PROBLEM
Convert every line of the items below into a JSON list of strings, with one string per line and blank lines left out.

Start INFORMATION SHOWN

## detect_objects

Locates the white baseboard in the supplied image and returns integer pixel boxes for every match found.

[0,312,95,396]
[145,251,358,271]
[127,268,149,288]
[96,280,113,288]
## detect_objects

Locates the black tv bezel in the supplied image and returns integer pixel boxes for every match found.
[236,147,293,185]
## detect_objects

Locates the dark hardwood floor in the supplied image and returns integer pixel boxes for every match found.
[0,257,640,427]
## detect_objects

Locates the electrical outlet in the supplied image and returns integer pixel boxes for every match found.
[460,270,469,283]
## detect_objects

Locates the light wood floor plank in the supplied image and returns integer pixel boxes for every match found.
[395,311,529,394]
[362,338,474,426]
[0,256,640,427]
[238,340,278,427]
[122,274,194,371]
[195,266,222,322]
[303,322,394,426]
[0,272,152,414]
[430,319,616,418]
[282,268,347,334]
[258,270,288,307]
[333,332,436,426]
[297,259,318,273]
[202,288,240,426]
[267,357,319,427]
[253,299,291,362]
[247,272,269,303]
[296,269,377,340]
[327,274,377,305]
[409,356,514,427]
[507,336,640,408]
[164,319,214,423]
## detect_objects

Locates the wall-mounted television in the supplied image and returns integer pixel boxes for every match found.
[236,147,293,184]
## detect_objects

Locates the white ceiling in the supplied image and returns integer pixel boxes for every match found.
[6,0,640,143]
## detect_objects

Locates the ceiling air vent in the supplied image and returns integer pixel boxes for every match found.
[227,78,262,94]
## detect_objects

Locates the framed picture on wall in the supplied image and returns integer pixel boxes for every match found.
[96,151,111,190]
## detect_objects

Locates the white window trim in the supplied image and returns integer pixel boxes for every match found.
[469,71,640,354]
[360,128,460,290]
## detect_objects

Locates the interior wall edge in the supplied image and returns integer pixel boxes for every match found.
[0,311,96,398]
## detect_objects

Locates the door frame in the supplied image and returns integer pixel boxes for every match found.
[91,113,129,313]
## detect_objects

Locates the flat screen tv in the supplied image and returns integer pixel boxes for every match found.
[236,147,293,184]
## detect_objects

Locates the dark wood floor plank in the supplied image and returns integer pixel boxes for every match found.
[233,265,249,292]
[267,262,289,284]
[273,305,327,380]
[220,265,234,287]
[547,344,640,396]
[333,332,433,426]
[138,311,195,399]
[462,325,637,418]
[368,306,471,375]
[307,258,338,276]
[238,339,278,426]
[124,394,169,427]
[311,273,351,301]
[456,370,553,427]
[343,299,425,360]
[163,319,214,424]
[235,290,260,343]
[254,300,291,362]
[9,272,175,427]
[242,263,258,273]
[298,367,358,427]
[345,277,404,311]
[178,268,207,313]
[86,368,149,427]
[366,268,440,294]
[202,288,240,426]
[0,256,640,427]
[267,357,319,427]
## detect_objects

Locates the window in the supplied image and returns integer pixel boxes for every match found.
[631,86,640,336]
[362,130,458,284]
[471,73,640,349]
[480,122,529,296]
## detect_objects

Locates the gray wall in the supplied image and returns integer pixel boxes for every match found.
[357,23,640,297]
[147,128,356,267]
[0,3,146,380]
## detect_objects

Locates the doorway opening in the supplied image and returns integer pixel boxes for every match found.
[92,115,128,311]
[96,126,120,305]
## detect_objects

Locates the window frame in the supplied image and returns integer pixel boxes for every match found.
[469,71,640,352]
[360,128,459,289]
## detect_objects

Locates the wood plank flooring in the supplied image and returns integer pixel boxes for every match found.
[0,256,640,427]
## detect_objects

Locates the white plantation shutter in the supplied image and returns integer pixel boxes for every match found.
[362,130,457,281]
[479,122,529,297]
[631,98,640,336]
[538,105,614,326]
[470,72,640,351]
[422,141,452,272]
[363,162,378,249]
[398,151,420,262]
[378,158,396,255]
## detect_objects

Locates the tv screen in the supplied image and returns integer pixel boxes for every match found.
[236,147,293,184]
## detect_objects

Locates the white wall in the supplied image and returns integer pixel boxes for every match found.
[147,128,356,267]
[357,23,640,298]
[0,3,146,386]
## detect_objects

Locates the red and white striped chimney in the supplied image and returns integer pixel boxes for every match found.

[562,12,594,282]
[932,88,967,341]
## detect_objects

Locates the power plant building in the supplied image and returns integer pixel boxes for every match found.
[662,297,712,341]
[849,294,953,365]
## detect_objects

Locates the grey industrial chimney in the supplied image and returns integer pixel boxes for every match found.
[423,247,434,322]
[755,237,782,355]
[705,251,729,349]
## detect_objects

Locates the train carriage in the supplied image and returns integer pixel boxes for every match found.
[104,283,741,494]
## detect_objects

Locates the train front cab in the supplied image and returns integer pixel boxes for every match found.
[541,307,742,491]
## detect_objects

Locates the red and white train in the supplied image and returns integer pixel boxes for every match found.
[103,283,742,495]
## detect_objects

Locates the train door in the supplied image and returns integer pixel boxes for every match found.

End INFORMATION SHOWN

ANSWER BELOW
[
  "## detect_objects",
  "Locates the white baseboard in the supplied image and returns integer pixel boxes for every match found.",
  "[0,312,95,396]",
  "[145,251,358,271]",
  "[127,268,149,288]",
  "[96,280,113,288]",
  "## detect_objects",
  "Locates the black tv bezel in the supplied image and returns integer pixel boxes for every match found.",
  "[236,147,293,185]",
  "## detect_objects",
  "Locates the dark hardwood floor in the supplied image and returns integer pixel boxes for every match found.",
  "[0,257,640,427]",
  "## detect_objects",
  "Locates the electrical outlet in the supplied image and returns integer pixel boxes for every match found.",
  "[460,270,469,283]",
  "## detect_objects",
  "Locates the light wood floor plank in the supplied image and returns integer pixel boxes for every match found.",
  "[395,311,529,394]",
  "[362,338,474,426]",
  "[0,256,640,427]",
  "[238,340,278,427]",
  "[122,274,194,371]",
  "[195,266,222,322]",
  "[303,322,394,426]",
  "[0,272,152,414]",
  "[430,319,616,418]",
  "[282,268,347,334]",
  "[258,270,288,307]",
  "[333,332,436,426]",
  "[297,259,318,273]",
  "[202,288,240,426]",
  "[267,357,319,427]",
  "[253,299,291,362]",
  "[247,272,269,303]",
  "[296,269,377,340]",
  "[327,274,377,305]",
  "[409,356,514,427]",
  "[507,336,640,408]",
  "[164,319,214,423]",
  "## detect_objects",
  "Locates the wall-mounted television in the supplied image and returns integer pixel boxes for every match found.",
  "[236,147,293,184]",
  "## detect_objects",
  "Locates the white ceiling in the supplied image and returns integer pixel boxes for every match found.",
  "[6,0,640,143]",
  "## detect_objects",
  "Locates the ceiling air vent in the supplied image and returns integer pixel boxes for every match found.",
  "[227,78,262,94]",
  "## detect_objects",
  "Locates the framed picture on wall in the supplied image and returns integer pixel boxes for every match found.",
  "[96,151,111,190]",
  "## detect_objects",
  "Locates the white window trim in the supplied image and returns integer pixel boxes for every match found.",
  "[469,71,640,354]",
  "[360,128,460,290]",
  "## detect_objects",
  "Locates the interior wall edge in the supplied image and returns integer pixel boxes for every match found.",
  "[0,311,96,398]",
  "## detect_objects",
  "Locates the door frame in the supplied image and returns integer pixel boxes for every match found.",
  "[91,113,129,313]",
  "## detect_objects",
  "Locates the flat screen tv in the supplied image and returns integer pixel boxes for every match found.",
  "[236,147,293,184]",
  "## detect_objects",
  "Locates the dark wood floor plank in the supplied image and returns integer pixel boxes for every match found.",
  "[233,265,249,292]",
  "[267,262,289,284]",
  "[273,305,327,380]",
  "[220,265,234,287]",
  "[547,344,640,396]",
  "[333,332,433,426]",
  "[138,311,195,399]",
  "[462,325,637,418]",
  "[368,306,471,375]",
  "[307,258,338,276]",
  "[238,339,278,426]",
  "[124,394,169,427]",
  "[311,273,351,301]",
  "[456,370,553,427]",
  "[343,299,425,360]",
  "[163,319,214,424]",
  "[235,290,260,343]",
  "[254,300,291,362]",
  "[9,272,175,427]",
  "[242,263,258,273]",
  "[298,367,358,427]",
  "[345,277,404,311]",
  "[178,268,207,313]",
  "[86,368,149,427]",
  "[366,268,440,294]",
  "[202,288,240,426]",
  "[0,256,640,427]",
  "[267,357,319,427]",
  "## detect_objects",
  "Locates the window in the supplied image and returns integer pixel boxes for every match found.",
  "[631,86,640,336]",
  "[362,130,458,284]",
  "[471,73,640,349]",
  "[480,122,529,296]",
  "## detect_objects",
  "Locates the gray wall in the supplied image and returns integer pixel boxes for every match found.",
  "[357,23,640,297]",
  "[147,128,356,267]",
  "[0,3,146,380]",
  "## detect_objects",
  "Locates the doorway opening in the supplied image and returns integer pixel boxes for every match found.",
  "[92,115,128,311]",
  "[96,126,120,305]",
  "## detect_objects",
  "Locates the window frame in the supplied image and returns integer pixel boxes for every match found.",
  "[469,71,640,352]",
  "[360,128,459,289]",
  "## detect_objects",
  "Locates the wood plank flooring in the supplied image and returns integer pixel boxes for every match found.",
  "[0,256,640,427]",
  "## detect_objects",
  "Locates the white plantation shutter in the supplied image and returns integer pixel boxes for every match found.",
  "[362,130,457,281]",
  "[479,122,529,297]",
  "[631,98,640,336]",
  "[538,105,614,326]",
  "[470,72,640,351]",
  "[422,141,452,272]",
  "[363,162,378,249]",
  "[398,151,420,262]",
  "[378,158,396,255]",
  "## detect_objects",
  "Locates the tv screen in the supplied image and returns integer pixel boxes for every match found.",
  "[236,147,293,184]",
  "## detect_objects",
  "Locates the white wall in the supplied image and returns integer pixel boxes for every match found.",
  "[147,128,356,267]",
  "[357,23,640,298]",
  "[0,3,146,386]",
  "## detect_objects",
  "Locates the red and white striped chimney in the supplied image and returns integer pixel boxes for every match found.",
  "[562,12,594,282]",
  "[932,88,967,341]",
  "## detect_objects",
  "Locates the power plant building in the supplied image and returns integer pixel boxes for every match found.",
  "[662,297,712,341]",
  "[849,294,953,365]",
  "## detect_objects",
  "Locates the grey industrial chimney in the supplied image and returns integer pixel boxes for every match found.",
  "[423,247,434,322]",
  "[755,237,782,355]",
  "[705,251,729,349]",
  "## detect_objects",
  "Locates the train carriage in the supplied image and returns integer pixel boxes for every match found.",
  "[104,283,741,494]",
  "## detect_objects",
  "Locates the train front cab in the supplied image and returns integer pixel boxes for every match found.",
  "[541,307,742,491]",
  "## detect_objects",
  "Locates the red and white train in the supplied image and returns integer pixel boxes for every match found.",
  "[103,283,742,495]",
  "## detect_objects",
  "Locates the train door in the supplied image and returns integer pixel boxes for every match found."
]